• _Aim of the task_
If a line below contains the string "above", return that line.
** Opening Data extract block **
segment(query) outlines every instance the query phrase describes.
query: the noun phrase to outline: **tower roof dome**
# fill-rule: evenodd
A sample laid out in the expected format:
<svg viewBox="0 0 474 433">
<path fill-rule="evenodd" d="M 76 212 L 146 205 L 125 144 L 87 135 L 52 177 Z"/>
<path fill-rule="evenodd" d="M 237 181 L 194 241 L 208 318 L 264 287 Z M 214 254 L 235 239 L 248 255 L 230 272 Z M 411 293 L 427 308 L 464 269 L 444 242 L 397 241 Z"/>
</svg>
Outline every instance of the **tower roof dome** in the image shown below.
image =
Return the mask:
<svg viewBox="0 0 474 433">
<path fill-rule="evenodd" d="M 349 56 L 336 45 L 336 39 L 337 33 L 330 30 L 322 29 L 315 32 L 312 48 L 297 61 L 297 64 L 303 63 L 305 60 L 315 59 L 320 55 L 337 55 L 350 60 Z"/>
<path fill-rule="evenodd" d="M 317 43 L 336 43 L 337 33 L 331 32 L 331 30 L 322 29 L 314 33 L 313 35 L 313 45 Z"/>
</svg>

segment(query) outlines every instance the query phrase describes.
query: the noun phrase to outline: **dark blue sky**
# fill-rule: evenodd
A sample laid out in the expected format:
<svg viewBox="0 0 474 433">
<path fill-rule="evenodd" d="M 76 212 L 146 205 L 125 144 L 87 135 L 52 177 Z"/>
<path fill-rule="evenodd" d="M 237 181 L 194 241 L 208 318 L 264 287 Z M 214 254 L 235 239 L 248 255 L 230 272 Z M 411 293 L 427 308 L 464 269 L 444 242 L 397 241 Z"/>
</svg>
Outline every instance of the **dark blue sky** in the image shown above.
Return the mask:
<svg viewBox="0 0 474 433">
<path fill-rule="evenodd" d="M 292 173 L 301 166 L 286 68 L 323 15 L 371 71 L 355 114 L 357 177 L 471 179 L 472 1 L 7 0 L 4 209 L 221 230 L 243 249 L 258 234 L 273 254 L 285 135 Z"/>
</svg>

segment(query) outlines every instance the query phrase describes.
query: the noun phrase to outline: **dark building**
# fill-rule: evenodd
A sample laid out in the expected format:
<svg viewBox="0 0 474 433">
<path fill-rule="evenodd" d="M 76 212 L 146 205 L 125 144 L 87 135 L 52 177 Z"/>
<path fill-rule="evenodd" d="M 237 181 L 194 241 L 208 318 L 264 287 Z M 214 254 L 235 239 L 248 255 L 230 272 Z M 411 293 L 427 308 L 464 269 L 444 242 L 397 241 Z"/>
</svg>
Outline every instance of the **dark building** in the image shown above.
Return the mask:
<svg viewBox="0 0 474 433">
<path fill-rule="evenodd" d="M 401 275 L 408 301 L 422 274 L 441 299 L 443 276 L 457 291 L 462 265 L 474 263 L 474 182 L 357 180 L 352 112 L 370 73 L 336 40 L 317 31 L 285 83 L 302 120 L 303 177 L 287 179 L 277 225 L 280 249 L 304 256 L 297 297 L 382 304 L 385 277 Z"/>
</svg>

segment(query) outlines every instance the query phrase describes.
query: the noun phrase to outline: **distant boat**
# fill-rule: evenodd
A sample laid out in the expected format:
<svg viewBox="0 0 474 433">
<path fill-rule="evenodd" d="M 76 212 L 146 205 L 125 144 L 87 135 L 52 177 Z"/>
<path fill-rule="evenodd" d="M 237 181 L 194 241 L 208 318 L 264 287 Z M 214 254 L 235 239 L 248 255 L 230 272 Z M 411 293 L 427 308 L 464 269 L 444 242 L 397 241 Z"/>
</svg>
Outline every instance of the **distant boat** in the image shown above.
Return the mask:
** Closing Data extract block **
• _Answer below_
Outline every instance of the **dark blue sky** in the image shown above.
Outline every instance of the **dark building** in the image shown above.
Outline every instance of the **distant boat** in the image shown above.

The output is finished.